-- Start --

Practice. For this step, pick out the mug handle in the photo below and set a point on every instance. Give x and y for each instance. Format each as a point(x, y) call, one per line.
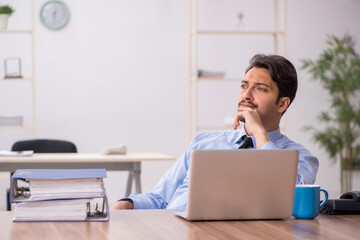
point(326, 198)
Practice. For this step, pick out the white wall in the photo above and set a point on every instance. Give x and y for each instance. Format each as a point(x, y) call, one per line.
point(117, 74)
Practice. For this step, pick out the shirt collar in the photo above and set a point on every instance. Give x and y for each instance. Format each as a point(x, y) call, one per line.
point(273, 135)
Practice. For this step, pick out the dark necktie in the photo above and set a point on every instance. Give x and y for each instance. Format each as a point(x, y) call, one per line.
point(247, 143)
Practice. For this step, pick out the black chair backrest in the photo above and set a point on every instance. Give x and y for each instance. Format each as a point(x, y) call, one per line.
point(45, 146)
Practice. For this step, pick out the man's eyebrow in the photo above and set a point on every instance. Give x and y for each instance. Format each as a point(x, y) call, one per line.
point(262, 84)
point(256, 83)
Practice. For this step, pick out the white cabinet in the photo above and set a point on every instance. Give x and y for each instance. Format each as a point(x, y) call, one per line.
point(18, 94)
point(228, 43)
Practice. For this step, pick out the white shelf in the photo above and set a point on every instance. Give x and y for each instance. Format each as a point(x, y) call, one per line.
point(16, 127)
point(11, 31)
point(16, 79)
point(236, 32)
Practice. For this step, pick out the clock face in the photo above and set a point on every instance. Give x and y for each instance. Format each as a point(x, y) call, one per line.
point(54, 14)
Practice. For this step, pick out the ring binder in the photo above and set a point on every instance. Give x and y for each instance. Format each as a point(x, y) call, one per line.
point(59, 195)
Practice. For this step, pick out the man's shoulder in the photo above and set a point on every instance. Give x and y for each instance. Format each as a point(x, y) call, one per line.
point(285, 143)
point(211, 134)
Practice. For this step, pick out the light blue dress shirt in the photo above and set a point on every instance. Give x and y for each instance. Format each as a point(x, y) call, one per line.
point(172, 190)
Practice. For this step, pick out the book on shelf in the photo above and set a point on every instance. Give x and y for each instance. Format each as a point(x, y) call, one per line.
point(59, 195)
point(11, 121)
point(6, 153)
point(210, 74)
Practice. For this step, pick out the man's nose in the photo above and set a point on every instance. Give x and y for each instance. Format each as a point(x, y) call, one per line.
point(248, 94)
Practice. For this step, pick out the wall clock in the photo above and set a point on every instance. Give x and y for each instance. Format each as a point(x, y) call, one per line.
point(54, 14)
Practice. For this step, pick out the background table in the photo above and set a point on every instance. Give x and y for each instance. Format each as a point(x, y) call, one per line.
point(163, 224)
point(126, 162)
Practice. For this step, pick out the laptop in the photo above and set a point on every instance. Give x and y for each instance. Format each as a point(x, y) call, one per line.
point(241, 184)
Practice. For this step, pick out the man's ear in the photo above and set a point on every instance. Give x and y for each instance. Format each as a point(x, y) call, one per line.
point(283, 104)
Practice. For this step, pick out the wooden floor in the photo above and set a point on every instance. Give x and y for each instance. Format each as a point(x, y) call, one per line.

-- End --

— The problem —
Copy, word for word, the records that open with the line containing "Practice. For this step, pick out the white shelf" and close with the line containing "point(172, 190)", including both of those lines.

— Correct result —
Practice. For this step, pick out the white shelf in the photo above and set a point on every instance. Give x and y for each instance. Format each as a point(x, y) call, one per line.
point(16, 127)
point(11, 31)
point(16, 79)
point(236, 32)
Practice. For this step, pick out the clock face in the photo above and set a point on every instance. Give x and y for each instance. Format each as a point(x, y) call, one per line.
point(54, 14)
Practice. For this step, pick out the ring binder in the photo above and set a point on every instance. Give x and y for each instance. Format each as a point(x, y) call, one per line.
point(59, 195)
Practice. For this step, pick out the man's shoulder in the photo above and set a point on every instance. Give x and y for each instance. Format each as a point(x, y) call, one per line.
point(285, 143)
point(211, 134)
Practice. For this step, pick out the light blue dress shirt in the photo above and set a point on every instance. Give x and y for each instance. Format each as a point(x, y) call, one per line.
point(172, 190)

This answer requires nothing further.